DESCRIPTION OF THE TASK:
Every entry must be repeated exactly in the answer.

------ RECORD EXCERPTS ------

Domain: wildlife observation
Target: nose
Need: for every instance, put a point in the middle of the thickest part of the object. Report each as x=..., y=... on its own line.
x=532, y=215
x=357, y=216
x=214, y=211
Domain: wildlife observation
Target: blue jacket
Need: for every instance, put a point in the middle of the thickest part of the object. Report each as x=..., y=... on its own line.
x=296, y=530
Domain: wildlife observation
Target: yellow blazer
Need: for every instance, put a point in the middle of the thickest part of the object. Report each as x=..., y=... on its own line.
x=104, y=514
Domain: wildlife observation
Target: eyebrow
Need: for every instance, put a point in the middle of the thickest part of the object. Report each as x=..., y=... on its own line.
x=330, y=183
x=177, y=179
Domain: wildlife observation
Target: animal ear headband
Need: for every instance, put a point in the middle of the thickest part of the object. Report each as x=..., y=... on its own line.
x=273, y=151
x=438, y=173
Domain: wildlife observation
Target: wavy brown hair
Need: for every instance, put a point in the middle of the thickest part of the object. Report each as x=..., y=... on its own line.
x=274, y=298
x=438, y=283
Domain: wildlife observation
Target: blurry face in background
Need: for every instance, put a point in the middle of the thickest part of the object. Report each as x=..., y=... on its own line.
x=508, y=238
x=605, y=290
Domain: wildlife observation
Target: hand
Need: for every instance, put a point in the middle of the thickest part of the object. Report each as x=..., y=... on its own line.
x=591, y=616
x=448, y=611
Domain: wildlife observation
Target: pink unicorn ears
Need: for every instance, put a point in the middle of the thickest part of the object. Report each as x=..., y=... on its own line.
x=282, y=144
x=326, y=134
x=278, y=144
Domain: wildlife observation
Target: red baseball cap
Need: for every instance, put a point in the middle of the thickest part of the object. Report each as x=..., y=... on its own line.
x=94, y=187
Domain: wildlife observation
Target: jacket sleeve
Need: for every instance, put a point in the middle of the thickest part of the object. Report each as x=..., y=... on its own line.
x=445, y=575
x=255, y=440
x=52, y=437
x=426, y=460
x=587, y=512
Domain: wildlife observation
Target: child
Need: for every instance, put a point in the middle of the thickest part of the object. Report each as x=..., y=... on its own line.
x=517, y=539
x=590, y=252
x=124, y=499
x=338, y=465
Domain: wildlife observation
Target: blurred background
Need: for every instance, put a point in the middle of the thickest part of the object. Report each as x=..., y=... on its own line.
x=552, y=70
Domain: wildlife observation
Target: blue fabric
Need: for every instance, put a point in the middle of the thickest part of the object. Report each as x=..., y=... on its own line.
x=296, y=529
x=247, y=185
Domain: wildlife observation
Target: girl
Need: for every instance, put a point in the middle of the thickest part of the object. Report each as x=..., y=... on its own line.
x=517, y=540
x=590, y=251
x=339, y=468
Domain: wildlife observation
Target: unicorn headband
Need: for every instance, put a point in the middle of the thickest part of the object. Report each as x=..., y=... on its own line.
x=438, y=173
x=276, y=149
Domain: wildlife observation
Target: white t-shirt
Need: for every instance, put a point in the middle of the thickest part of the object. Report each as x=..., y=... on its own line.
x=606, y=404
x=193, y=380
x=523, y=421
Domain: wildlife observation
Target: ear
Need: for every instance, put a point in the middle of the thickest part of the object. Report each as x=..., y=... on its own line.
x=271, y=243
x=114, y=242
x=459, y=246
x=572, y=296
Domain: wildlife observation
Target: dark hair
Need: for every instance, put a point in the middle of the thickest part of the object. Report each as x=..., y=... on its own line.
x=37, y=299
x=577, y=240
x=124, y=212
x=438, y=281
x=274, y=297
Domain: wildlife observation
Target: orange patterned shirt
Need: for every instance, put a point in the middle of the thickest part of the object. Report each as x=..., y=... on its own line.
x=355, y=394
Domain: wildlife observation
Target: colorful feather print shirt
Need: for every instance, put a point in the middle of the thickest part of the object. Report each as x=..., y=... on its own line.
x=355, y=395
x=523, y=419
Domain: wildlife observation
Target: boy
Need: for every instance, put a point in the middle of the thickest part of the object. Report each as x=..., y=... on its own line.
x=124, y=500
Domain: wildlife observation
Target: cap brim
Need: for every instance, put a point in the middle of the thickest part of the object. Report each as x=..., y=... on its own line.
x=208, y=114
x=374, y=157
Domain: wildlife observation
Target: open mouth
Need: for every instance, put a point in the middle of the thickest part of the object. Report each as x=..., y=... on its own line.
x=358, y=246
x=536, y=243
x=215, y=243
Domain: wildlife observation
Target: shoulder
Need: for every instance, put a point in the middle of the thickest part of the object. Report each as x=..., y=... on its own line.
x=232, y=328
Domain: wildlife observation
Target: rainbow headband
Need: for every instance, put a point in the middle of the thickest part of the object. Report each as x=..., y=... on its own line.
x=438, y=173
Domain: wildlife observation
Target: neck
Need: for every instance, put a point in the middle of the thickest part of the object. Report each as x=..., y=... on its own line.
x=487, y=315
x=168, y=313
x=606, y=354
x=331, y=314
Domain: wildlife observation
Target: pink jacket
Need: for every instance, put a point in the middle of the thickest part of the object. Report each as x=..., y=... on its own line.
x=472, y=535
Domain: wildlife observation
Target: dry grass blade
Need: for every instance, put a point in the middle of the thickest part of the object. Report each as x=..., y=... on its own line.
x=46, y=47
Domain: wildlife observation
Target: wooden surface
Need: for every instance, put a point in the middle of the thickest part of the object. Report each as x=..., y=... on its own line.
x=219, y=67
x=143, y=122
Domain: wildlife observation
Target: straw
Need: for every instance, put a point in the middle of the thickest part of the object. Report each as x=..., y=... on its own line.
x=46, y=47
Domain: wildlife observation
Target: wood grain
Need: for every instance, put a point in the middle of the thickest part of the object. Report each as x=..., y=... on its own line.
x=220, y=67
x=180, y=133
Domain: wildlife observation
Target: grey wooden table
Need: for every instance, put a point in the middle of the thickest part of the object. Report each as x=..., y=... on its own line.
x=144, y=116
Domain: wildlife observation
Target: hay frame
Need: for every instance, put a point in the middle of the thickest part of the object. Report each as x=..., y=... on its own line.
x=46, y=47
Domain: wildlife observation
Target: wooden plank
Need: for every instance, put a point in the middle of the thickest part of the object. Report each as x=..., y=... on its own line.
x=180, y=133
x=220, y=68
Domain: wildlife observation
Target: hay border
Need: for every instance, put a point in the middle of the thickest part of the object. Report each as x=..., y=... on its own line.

------

ANSWER BELOW:
Domain: wildlife observation
Target: nose
Need: for every instance, put a point in the middle of the thickest part of the object. Report each as x=..., y=... on its own line.
x=532, y=215
x=357, y=216
x=214, y=211
Domain: wildlife observation
Target: blue jacket
Need: for every instance, put a point in the middle of the thickest part of the object. Report each as x=..., y=... on its own line.
x=296, y=530
Domain: wildlife observation
Target: yellow blazer
Need: for every instance, put a point in the middle of the thickest part of the object. Report each as x=..., y=... on its own line.
x=104, y=514
Domain: wildlife observation
Target: eyebrow
Need: for every instance, put a point in the middle of the thickest part of the object. Report each as x=..., y=... on its own line.
x=330, y=183
x=177, y=179
Domain: wildlife observation
Target: animal ear headband
Need: for every instance, put a point in the middle of the thickest part of the object. Report each as x=..., y=... on its own line.
x=273, y=151
x=438, y=173
Domain: wildlife observation
Target: wavy brown hair
Need: for every instance, put a point in the middle of the thickest part of the object. Report each as x=..., y=... on its own line.
x=274, y=298
x=438, y=283
Domain: wildlife observation
Target: blurry face in background
Need: for every instance, put a point in the middle of the thickest part of the object. Report each as x=..., y=... on its own line.
x=508, y=238
x=605, y=290
Domain: wildlife observation
Target: hand
Need: for every instance, put a point in the middle of the thickest part of the object. Report each as x=..., y=... on its own line.
x=591, y=616
x=448, y=611
Domain: wildlife observation
Target: pink unicorn ears
Need: for every instance, put a point in the middle of the thickest part of the object. Report each as x=..., y=... on its own line.
x=282, y=144
x=326, y=134
x=278, y=144
Domain: wildlife observation
Target: red baseball cap
Need: for every instance, put a point in the middle of the thickest part of the object. Report each as x=..., y=... on its own line.
x=94, y=187
Domain: wildlife observation
Target: jacket sleeve
Need: for every instance, put a point in the middle of the thickest part of the object. Report each as x=..., y=... on its own line.
x=445, y=575
x=255, y=440
x=52, y=437
x=426, y=460
x=587, y=512
Domain: wildlife observation
Target: child
Need: for every instance, put a point in the middle of the thickest part of the object. Report each as x=..., y=... on its own line.
x=517, y=539
x=590, y=252
x=124, y=499
x=338, y=465
Domain: wildlife observation
Target: blurred background
Need: for every instance, put a point in the middle of the thickest part of the object. Report each as x=..., y=... on its own line.
x=552, y=70
Domain: wildlife observation
Target: blue fabric
Need: for every instance, put a point in the middle of the thickest part of the object. Report each as x=..., y=... on its own line.
x=296, y=529
x=247, y=185
Domain: wildlife observation
Target: girl
Need: for every instance, put a point in the middle of the thickest part of the object. Report each as x=..., y=... on its own line.
x=517, y=540
x=590, y=251
x=339, y=468
Domain: wildlife observation
Target: unicorn headband
Need: for every instance, put a point in the middle of the thickest part of the object. Report each as x=..., y=... on its own line.
x=438, y=173
x=276, y=149
Domain: wildlife observation
Target: white t-shirt
Need: for every instance, put a point in the middle of the thickest part of the object. Report each as x=..., y=... on its own line.
x=606, y=404
x=193, y=380
x=523, y=421
Domain: wildlife observation
Target: ear
Need: for every instance, put a point in the middle of the thickest part of the object. Report each as x=..., y=... on its own line.
x=271, y=243
x=114, y=242
x=459, y=246
x=572, y=296
Domain: wildlife observation
Target: dark hair
Need: for every instance, put a point in the middle of the thickest part of the object. Report each as x=..., y=... on its own line.
x=37, y=299
x=577, y=240
x=124, y=212
x=438, y=281
x=274, y=297
Domain: wildlife observation
Target: orange patterned shirt
Need: for every instance, put a point in the middle of the thickest part of the object. Report each as x=..., y=... on its own line.
x=355, y=394
Domain: wildlife observation
Target: colorful feather print shirt
Need: for every instance, put a point in the middle of the thickest part of the object. Report each as x=..., y=... on its own line.
x=355, y=395
x=523, y=419
Domain: wildlife observation
Target: boy
Need: for every instance, put a point in the middle of the thickest part of the object. Report each as x=..., y=... on its own line.
x=124, y=500
Domain: wildlife observation
Target: cap brim
Need: for every instance, put a point in the middle of the thickest part of the object. Report each as x=..., y=... on its own line.
x=208, y=114
x=374, y=157
Domain: wildlife observation
Target: open mouth
Need: for every instance, put a point in the middle of the thickest part of the object. Report each as x=..., y=... on its own line.
x=358, y=246
x=536, y=243
x=215, y=243
Domain: wildlife observation
Target: shoulder
Need: for every instance, put a point in the middle of the thickest part of the object. Report each as x=..., y=... on its own line.
x=232, y=328
Domain: wildlife observation
Target: rainbow headband
Need: for every instance, put a point in the middle of the thickest part of the object. Report each as x=..., y=... on its own line.
x=438, y=173
Domain: wildlife observation
Target: neck
Need: for every instance, put a point in the middle of the thickest part of the object. Report each as x=..., y=... on its own line.
x=487, y=315
x=168, y=313
x=606, y=354
x=331, y=314
Domain: wildlife observation
Target: pink jacket
Need: for every instance, put a point in the middle of the thickest part of the object. Report each as x=..., y=... on its own line.
x=472, y=535
Domain: wildlife observation
Target: dry grass blade
Need: for every instance, put a point in the middle of the thickest part of the object. Report each as x=..., y=... on its own line.
x=46, y=47
Domain: wildlife observation
Target: wooden surface
Need: for every instance, put a point in the middle of the thickest part of the object. Report each as x=..., y=... on its own line.
x=219, y=67
x=143, y=122
Domain: wildlife observation
Target: straw
Need: for every instance, put a point in the middle of the thickest part of the object. Report each as x=..., y=... on its own line.
x=46, y=47
Domain: wildlife observation
Target: wood grain
Need: for every instance, put a point in the middle of the thickest part of the object. Report each as x=..., y=... on its own line.
x=220, y=67
x=180, y=133
Domain: wildlife observation
Target: grey wooden table
Need: for every instance, put a point in the middle of the thickest part of the object. Report each as x=..., y=... on its own line.
x=144, y=116
Domain: wildlife observation
Target: hay frame
Need: for every instance, put a point in the middle of the thickest part of the object. Report each as x=..., y=... on its own line.
x=46, y=47
Domain: wildlife observation
Target: wooden plank
Need: for every instance, put a point in the middle of the thickest part of the object. Report each as x=..., y=... on its own line.
x=180, y=133
x=220, y=68
Domain: wildlife observation
Target: hay border
Need: for every instance, put a point in the middle of the thickest part of the object. Report each as x=..., y=... on its own line.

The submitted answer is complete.